▶ [SUPPLIED ENTRIES]

* * *

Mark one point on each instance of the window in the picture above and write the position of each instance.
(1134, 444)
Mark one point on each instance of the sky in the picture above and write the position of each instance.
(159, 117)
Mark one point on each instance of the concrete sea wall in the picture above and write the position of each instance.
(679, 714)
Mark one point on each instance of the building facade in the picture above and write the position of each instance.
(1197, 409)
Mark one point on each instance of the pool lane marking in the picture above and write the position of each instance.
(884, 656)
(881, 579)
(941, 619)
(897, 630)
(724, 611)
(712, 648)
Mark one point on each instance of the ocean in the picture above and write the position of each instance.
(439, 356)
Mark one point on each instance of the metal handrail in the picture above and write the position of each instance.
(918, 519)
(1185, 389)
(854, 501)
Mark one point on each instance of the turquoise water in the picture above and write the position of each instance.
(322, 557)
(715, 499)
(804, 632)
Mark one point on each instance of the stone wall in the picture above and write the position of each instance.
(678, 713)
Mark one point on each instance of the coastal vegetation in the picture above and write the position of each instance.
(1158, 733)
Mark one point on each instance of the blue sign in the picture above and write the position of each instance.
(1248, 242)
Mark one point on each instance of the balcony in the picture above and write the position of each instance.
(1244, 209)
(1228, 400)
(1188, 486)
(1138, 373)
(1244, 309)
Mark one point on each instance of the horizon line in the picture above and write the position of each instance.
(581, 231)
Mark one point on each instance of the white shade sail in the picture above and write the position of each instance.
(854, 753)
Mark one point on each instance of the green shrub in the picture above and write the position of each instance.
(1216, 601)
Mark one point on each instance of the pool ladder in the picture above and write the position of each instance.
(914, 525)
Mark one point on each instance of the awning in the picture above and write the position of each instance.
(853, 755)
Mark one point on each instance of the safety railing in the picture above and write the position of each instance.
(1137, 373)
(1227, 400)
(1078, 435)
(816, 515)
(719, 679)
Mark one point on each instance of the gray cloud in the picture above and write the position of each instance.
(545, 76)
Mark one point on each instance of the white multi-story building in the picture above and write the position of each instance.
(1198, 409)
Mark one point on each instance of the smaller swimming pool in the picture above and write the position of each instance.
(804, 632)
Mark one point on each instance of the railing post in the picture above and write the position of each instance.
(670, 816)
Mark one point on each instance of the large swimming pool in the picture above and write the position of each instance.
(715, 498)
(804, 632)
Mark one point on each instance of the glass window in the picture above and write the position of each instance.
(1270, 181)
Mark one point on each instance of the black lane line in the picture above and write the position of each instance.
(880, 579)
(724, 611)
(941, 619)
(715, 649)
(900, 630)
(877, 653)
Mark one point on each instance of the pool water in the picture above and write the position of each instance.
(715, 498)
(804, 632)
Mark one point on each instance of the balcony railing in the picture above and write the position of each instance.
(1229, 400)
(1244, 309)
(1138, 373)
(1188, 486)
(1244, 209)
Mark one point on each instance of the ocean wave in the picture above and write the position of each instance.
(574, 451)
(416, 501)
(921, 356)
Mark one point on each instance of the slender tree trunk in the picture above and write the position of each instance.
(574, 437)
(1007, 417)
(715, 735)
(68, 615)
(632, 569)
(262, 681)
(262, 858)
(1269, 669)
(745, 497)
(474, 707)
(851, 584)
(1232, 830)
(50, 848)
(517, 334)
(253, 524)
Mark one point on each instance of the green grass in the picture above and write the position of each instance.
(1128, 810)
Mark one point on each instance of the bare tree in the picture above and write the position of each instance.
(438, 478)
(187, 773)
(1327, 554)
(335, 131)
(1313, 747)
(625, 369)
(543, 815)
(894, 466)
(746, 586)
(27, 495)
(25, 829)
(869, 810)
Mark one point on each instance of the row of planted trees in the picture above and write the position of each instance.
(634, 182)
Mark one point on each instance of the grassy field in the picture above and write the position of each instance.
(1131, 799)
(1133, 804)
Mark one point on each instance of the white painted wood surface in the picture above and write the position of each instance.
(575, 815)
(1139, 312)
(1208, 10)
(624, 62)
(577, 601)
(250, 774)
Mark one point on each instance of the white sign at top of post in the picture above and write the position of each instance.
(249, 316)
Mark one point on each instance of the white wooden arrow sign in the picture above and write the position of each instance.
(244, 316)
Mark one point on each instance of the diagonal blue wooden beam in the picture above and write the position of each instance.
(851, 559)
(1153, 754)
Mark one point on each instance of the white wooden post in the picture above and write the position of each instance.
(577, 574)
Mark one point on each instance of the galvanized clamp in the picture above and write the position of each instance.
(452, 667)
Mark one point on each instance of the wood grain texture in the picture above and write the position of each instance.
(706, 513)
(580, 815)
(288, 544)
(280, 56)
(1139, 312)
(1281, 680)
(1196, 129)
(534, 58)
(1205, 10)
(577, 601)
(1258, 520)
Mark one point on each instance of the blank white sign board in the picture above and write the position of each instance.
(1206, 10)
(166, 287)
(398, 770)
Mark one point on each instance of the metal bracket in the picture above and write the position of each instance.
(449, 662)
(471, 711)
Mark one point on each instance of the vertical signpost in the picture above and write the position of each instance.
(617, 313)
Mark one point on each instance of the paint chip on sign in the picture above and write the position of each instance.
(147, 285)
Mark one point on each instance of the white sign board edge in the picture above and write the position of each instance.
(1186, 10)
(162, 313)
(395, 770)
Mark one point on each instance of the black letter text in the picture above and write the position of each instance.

* * *

▶ [SHORT EXERCISE]
Add 23 to each coordinate in the answers, and rewrite every row from the one containing "Mark one point on each instance of the paint" through the final row above, requests included.

▶ [ANSWER TO THE PROBLEM]
Mark one point on each instance of the paint chip on sign in the picture above and write the position of each instance.
(170, 308)
Mark one point on each instance of the white sign board edge in the picture above and write the position of each instance.
(1209, 33)
(185, 336)
(418, 793)
Mark one point on each instance of the black letter text in the picture above and write the position of each instance.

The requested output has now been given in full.